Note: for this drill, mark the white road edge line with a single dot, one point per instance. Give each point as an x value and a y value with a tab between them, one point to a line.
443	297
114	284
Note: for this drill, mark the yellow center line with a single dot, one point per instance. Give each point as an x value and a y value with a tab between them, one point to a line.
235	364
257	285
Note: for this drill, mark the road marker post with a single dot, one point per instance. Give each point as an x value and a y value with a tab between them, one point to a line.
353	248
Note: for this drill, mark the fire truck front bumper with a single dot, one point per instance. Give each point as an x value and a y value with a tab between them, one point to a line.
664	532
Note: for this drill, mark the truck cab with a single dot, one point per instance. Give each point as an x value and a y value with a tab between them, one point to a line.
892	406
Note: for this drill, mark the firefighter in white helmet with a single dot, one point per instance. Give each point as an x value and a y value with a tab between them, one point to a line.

________________________________________

→ Set problem
Rewrite every line of the records above in order, raising each x and y coordinate in the answers by 4 and leaving all other lines unchanged.

→ Answer to this task
Note: for this drill, mark the white road edge line with a single dot, one point per instance. Give each point as an x value and a y value with a tab between them, one point to a line.
447	301
118	288
Note: for this drill, mark the yellow center line with a single dot, one point per instance. Give each point as an x value and a y value with a tab between them, one point to a line.
239	368
261	289
Note: for this drill, mark the road marker post with a single dot, one point per instance. Give each point as an x value and a y value with a tab between them, one point to a line.
357	252
Note: for this drill, mark the fire truck front bumper with a single dot, one point per instance. Give each point as an x value and a y value with a tab between them, one point to a line.
668	536
Note: for this drill, mark the truck cab with a single dot, one point per instance. Give each point as an x value and a y value with a tab between them, one point to a line.
896	410
Note: for this drill, mark the firefighter in white helmet with a single dot, one point per instance. Give each point as an x value and a y value with a tab between them, one point to a line.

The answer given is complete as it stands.